(EXERCISE DATA):
----------------
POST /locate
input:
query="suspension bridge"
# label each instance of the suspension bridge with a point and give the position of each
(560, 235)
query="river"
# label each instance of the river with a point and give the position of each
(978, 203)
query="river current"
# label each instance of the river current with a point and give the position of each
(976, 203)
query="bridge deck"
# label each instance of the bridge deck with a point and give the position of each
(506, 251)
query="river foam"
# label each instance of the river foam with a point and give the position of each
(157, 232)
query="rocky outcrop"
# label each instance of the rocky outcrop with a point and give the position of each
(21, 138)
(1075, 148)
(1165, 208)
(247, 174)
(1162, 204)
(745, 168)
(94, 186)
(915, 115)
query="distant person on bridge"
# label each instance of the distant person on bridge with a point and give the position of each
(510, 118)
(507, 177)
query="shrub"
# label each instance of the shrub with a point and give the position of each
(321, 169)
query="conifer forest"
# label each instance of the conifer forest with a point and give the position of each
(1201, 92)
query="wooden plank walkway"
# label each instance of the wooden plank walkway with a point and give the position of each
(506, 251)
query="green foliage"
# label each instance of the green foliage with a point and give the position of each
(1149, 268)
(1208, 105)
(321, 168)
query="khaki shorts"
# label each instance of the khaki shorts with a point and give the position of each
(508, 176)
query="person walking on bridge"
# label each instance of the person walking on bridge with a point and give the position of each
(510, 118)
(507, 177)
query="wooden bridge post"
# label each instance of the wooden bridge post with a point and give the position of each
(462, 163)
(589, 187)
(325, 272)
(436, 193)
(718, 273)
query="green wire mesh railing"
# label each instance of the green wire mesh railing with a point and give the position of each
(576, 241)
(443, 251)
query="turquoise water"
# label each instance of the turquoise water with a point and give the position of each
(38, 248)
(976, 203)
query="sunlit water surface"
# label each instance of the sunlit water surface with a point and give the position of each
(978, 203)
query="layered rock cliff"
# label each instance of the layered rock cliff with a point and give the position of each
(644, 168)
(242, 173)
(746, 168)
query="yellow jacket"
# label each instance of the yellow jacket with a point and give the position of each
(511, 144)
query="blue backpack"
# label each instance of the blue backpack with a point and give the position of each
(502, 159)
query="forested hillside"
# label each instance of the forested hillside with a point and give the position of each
----------------
(STATED GOAL): Please report each line of the records above that contains the word "river" and copy every such line in full.

(ANSWER TO THE PROBLEM):
query="river"
# label each instance of the river with a point and give the position of each
query="river current"
# label each instance of the river current with a point and give the position of each
query="river foam"
# label each instance of the river foam with a point and give the position of each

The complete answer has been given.